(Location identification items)

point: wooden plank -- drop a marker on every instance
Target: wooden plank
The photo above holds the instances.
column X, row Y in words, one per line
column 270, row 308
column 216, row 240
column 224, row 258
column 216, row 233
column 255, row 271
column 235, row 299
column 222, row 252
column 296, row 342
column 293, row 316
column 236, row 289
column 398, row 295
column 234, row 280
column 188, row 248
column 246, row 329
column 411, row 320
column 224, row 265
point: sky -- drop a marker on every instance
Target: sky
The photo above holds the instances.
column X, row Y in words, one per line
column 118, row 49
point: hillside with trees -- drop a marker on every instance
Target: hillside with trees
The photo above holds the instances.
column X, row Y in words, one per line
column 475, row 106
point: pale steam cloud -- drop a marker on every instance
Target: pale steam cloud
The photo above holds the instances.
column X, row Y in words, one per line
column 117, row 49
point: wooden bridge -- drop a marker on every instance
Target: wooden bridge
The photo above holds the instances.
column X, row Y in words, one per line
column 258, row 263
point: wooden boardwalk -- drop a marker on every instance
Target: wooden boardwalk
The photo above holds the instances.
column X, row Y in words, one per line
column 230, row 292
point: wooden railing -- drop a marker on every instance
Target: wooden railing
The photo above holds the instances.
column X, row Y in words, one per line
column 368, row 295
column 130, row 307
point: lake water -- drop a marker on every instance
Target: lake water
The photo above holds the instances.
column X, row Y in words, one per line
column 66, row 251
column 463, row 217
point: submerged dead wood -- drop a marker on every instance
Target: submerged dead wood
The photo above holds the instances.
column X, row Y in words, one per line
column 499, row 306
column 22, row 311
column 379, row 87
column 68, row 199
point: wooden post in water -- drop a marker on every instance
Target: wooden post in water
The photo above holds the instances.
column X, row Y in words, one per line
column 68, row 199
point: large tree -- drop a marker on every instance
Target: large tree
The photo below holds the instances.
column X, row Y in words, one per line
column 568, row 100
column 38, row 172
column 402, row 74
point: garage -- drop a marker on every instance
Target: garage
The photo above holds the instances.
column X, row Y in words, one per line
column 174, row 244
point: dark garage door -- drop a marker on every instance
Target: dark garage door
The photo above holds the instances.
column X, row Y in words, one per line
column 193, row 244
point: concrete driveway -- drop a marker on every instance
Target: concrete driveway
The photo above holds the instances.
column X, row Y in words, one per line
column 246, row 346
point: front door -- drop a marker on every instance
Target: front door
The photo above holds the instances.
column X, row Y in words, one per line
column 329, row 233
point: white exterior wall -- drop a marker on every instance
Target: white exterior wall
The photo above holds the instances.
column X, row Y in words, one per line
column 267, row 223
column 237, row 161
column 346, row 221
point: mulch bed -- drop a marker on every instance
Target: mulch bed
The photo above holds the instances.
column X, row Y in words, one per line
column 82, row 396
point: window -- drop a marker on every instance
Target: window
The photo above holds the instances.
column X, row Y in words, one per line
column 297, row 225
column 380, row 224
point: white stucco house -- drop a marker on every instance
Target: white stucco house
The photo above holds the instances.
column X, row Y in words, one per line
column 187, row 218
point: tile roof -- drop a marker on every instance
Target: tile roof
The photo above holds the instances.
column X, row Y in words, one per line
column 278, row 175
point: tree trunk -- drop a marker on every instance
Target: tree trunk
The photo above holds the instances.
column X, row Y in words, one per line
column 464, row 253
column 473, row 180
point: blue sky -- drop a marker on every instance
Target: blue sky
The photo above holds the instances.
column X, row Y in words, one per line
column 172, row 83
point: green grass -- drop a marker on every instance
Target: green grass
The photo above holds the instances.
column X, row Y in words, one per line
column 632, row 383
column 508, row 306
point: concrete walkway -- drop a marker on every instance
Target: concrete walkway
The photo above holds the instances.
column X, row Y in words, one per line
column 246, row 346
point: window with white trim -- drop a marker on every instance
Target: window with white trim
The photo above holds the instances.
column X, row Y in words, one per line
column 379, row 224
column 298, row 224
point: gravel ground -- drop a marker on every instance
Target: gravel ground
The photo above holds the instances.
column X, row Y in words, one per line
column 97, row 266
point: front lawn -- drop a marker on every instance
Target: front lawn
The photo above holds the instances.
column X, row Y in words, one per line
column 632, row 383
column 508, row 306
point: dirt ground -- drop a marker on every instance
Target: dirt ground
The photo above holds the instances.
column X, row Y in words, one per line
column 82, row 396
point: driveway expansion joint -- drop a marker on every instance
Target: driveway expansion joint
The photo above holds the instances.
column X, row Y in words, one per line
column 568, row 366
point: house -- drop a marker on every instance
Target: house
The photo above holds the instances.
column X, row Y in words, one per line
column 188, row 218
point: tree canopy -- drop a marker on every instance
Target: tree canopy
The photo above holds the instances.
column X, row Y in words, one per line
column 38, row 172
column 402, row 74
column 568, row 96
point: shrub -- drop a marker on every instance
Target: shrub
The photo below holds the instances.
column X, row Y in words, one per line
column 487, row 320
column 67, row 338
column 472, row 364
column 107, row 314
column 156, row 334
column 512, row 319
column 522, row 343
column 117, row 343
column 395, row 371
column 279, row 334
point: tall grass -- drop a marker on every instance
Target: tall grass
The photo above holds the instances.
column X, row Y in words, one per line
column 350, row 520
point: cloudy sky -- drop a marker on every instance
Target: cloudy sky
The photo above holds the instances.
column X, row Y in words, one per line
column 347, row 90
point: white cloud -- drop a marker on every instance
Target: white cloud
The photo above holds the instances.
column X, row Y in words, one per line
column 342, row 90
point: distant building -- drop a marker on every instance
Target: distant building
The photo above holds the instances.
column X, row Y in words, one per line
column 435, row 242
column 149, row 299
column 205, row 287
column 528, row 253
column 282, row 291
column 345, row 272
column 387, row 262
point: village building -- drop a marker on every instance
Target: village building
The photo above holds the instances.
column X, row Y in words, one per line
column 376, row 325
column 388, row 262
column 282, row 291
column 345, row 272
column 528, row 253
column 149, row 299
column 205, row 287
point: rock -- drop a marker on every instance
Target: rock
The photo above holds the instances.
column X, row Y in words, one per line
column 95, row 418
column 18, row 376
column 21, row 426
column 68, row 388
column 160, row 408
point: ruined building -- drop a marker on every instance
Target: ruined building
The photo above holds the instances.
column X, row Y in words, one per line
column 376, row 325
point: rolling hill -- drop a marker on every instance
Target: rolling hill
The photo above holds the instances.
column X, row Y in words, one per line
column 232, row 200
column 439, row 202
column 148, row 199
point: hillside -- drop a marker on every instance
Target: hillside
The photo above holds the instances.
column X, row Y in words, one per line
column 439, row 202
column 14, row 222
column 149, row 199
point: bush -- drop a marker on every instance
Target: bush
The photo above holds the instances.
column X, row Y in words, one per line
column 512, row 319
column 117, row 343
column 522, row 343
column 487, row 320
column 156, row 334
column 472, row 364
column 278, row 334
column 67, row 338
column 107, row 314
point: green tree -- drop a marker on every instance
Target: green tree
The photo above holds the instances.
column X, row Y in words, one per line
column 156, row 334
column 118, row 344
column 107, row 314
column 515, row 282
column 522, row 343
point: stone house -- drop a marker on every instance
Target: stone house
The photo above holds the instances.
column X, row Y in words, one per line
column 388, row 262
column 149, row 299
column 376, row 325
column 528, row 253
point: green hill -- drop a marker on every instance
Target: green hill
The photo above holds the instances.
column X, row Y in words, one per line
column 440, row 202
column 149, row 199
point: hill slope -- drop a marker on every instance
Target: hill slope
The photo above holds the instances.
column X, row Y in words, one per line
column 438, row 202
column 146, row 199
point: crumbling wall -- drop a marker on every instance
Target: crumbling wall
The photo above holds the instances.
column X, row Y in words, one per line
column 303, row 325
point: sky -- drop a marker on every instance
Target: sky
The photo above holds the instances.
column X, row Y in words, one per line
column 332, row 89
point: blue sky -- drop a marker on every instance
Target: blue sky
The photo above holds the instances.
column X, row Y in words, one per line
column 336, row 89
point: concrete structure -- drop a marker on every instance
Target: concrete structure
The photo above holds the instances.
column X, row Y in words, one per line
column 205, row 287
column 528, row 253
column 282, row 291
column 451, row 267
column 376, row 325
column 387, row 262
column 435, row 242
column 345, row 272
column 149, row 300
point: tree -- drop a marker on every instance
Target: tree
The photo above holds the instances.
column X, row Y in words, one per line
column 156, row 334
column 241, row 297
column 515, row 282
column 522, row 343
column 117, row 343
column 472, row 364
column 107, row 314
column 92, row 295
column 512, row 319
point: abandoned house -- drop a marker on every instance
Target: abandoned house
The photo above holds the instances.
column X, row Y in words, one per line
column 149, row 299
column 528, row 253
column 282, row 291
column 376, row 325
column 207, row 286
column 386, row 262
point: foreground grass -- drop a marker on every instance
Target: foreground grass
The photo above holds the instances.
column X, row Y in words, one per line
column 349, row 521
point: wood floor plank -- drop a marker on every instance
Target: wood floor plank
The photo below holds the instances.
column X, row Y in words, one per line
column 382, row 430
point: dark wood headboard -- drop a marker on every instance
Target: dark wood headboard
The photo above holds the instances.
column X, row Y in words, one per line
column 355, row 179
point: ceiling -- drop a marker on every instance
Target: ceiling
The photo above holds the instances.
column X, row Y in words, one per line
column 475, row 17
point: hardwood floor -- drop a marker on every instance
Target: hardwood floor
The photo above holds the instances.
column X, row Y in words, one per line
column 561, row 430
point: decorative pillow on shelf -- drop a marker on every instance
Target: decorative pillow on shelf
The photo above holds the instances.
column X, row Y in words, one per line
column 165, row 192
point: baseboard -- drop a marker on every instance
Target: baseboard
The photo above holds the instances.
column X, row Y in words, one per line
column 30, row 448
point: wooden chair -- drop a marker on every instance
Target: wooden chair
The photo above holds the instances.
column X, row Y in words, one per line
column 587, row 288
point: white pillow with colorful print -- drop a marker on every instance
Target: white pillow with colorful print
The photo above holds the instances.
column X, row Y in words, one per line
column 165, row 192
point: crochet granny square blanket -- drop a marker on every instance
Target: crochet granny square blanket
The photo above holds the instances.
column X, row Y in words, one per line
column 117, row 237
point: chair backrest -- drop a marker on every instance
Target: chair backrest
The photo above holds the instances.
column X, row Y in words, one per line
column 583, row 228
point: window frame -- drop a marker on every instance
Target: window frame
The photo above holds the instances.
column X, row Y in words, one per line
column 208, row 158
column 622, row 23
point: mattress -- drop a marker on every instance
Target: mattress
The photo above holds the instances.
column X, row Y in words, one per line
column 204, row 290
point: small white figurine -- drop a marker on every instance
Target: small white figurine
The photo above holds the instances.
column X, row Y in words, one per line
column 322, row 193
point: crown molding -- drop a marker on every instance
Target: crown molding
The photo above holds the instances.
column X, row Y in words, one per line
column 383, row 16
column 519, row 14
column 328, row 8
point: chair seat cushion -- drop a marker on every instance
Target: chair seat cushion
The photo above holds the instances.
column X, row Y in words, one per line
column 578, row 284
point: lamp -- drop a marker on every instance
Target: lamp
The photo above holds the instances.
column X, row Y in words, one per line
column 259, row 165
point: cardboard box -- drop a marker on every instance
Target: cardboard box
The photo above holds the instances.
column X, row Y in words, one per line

The request »
Reproduce the lines of the records above verbatim, starting at the very first line and ending at the line containing "column 117, row 49", with both of those lines included.

Exercise result »
point: wooden plank -- drop a marker on every instance
Target: wooden plank
The photo above holds the instances.
column X, row Y in words, one per line
column 270, row 308
column 216, row 240
column 224, row 258
column 216, row 233
column 255, row 271
column 235, row 299
column 222, row 252
column 296, row 342
column 293, row 316
column 236, row 289
column 398, row 295
column 234, row 280
column 188, row 248
column 246, row 329
column 411, row 320
column 224, row 265
point: sky -- drop a marker on every instance
Target: sky
The photo above holds the instances.
column X, row Y in words, one per line
column 118, row 49
point: hillside with trees -- drop a marker on every instance
Target: hillside with trees
The photo above holds the instances.
column X, row Y in words, one per line
column 475, row 106
point: pale steam cloud -- drop a marker on every instance
Target: pale steam cloud
The photo above holds the instances.
column X, row Y in words, one per line
column 117, row 49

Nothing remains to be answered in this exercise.